# Provided records:
####################

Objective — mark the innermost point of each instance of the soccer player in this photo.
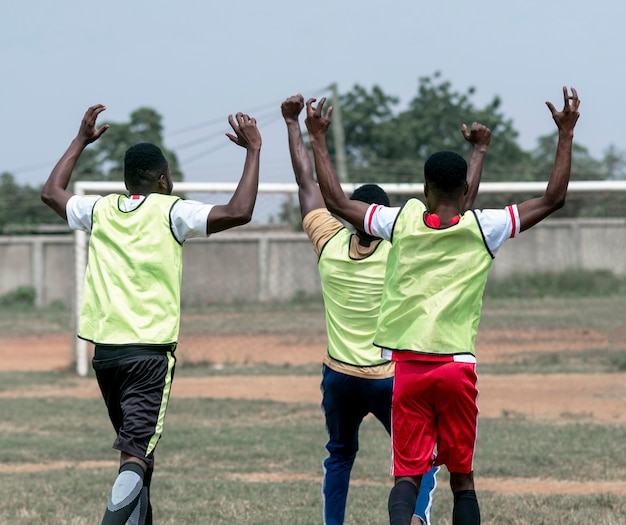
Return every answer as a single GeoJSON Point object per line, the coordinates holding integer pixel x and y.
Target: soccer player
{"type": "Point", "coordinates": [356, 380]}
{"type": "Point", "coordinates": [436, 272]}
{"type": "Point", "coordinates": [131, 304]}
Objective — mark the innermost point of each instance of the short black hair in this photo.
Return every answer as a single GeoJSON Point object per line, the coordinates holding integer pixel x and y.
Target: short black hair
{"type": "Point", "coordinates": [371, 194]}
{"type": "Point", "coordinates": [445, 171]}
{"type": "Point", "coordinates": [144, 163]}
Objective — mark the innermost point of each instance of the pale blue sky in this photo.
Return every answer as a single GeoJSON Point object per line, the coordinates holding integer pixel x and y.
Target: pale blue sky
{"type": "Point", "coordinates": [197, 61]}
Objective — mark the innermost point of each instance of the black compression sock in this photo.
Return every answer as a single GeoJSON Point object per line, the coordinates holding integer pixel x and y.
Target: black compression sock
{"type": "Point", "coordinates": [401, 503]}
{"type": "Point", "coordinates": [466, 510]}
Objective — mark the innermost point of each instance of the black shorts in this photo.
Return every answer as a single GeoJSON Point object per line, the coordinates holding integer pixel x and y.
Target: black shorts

####################

# Task objective:
Images stay out; everything else in the records must be given again exactly.

# Task output:
Objective — mark the innermost point of each instance of the soccer player in this photo.
Return every answer as a single GeoJSON Point object per line, the coordinates holding integer pixel x and y.
Target: soccer player
{"type": "Point", "coordinates": [356, 380]}
{"type": "Point", "coordinates": [436, 272]}
{"type": "Point", "coordinates": [131, 304]}
Objective — mark the innermost point of each instance of the short black hair in this photo.
Return every answer as a single GeoJSON Point object per line, the coordinates holding integer pixel x and y.
Target: short black hair
{"type": "Point", "coordinates": [371, 194]}
{"type": "Point", "coordinates": [445, 171]}
{"type": "Point", "coordinates": [144, 163]}
Objective — mark the innermost point of each instance of the pale blue sky in this photo.
Return every answer as a single GeoJSON Point object per line, the coordinates holding integer pixel x and y.
Target: pale blue sky
{"type": "Point", "coordinates": [197, 61]}
Objective — mark the innermost point of each instance of the black compression sock in this photo.
Return every answer as a single GeoJSON Point object per line, the coordinates holding integer pixel x and y.
Target: black compression sock
{"type": "Point", "coordinates": [401, 503]}
{"type": "Point", "coordinates": [466, 510]}
Objective — mark the innermost point of each instance of the black shorts in this photo.
Return every answer as a single GeoJSON Point object per line, the coordinates holding integer pixel x and y.
Target: black shorts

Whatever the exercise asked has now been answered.